[Stored data]
——

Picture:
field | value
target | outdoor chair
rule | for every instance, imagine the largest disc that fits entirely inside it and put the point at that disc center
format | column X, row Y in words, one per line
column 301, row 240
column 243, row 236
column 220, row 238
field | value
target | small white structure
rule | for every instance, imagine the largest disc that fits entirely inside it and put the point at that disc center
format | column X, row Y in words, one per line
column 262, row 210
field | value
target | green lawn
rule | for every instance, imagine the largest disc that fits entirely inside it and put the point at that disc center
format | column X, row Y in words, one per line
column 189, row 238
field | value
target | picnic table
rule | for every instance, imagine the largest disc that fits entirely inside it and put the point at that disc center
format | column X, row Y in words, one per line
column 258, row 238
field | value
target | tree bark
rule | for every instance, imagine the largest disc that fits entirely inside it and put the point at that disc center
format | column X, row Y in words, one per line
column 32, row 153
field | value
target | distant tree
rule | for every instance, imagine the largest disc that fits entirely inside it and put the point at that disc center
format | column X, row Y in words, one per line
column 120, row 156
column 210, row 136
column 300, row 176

——

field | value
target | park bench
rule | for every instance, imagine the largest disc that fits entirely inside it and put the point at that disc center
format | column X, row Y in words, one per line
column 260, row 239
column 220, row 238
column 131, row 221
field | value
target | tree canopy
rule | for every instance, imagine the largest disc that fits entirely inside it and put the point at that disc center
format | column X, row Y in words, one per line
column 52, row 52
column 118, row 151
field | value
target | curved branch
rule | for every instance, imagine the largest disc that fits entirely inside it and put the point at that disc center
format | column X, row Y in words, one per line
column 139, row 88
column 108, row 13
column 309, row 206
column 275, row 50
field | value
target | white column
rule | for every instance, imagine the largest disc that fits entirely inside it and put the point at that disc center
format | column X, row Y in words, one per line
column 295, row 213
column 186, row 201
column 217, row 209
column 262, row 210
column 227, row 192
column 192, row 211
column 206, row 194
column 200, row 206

——

### Task directions
Go through the data and show every line where "white" occurs.

### Written solution
target | small white structure
target | white column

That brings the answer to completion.